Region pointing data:
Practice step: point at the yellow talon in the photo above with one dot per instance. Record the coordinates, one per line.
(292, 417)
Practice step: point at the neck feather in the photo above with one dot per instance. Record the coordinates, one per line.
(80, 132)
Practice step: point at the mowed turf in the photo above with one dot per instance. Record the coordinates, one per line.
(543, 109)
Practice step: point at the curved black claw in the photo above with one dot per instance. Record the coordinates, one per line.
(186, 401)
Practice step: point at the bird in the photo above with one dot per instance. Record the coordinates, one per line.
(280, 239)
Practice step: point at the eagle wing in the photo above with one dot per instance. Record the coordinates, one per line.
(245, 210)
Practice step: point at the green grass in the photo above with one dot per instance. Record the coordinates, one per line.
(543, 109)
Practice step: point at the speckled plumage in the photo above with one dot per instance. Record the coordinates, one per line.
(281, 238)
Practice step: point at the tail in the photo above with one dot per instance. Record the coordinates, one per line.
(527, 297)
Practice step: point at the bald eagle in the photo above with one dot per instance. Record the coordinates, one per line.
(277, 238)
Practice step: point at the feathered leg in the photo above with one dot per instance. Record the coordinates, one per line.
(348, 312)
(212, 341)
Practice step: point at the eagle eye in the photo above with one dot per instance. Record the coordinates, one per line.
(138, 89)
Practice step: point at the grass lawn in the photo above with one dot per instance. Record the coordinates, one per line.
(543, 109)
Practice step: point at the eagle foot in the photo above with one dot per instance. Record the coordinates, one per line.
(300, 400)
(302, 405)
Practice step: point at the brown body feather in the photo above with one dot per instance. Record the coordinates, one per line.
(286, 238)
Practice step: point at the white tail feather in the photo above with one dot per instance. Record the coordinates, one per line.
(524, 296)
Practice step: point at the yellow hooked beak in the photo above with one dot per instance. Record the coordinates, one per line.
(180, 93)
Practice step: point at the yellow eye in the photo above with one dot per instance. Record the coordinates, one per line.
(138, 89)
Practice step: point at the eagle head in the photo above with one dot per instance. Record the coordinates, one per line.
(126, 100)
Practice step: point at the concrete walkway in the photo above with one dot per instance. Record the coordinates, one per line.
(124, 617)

### Prompt
Please give every entry again, precisely as it appears.

### Task response
Practice step: point at the yellow talon in the photo above with one dot per instance. Record the coordinates, one per line.
(292, 417)
Practice step: point at the neck feather in the photo above with one dot per instance. Record the coordinates, one per line.
(80, 132)
Practice step: point at the mowed turf in the photo above with one dot per instance. Record the coordinates, one per line.
(543, 109)
Practice step: point at the curved black claw in the photo above with one dot per instance. Record the coordinates, one per line.
(186, 401)
Practice step: point at the bird in the photo above with one dot per instance. Record the coordinates, one per line.
(280, 239)
Practice step: point at the eagle wing in the photo above with one dot per instance. Record the coordinates, one per line.
(245, 210)
Practice step: point at the green grass in the photo above with one dot per instance. Record the coordinates, one per line.
(543, 109)
Practice step: point at the speckled plumage in the photo above with one dot per instance. Record the coordinates, one per line.
(281, 238)
Practice step: point at the tail in the photo above with one dot per instance. Record the coordinates, one per line.
(527, 297)
Practice step: point at the bald eagle in the photo above with one dot per instance. Record the coordinates, one per line.
(277, 238)
Practice step: point at the feathered leg in the photo above with one dot per instance. Record the coordinates, one per line.
(348, 312)
(212, 341)
Practice step: point at the eagle eye in the photo above with one dot per instance. Record the coordinates, one per line.
(138, 89)
Practice step: point at the grass lawn in the photo above with one dot per instance. Record the coordinates, one per line.
(543, 109)
Practice step: point at the eagle foot in the photo above with one dot per instance. Record the coordinates, one per line.
(300, 400)
(302, 405)
Practice step: point at the brown body feather in the photo above with one dot per instance. Record the coordinates, one per line.
(286, 238)
Practice step: point at the white tail feather in the photo above with one dot per instance. Record the coordinates, one per line.
(524, 296)
Practice step: point at the yellow hooked beak in the photo above with one dot per instance. Record the coordinates, one per line.
(180, 93)
Practice step: point at the yellow eye in the photo above with one dot per instance. Record the coordinates, one per line.
(138, 89)
Practice step: point at the eagle head in the photo above with one dot per instance. Record the coordinates, one per line.
(126, 100)
Practice step: point at the concrete walkway in the photo above with one dot per instance. Record the coordinates, one per line.
(124, 617)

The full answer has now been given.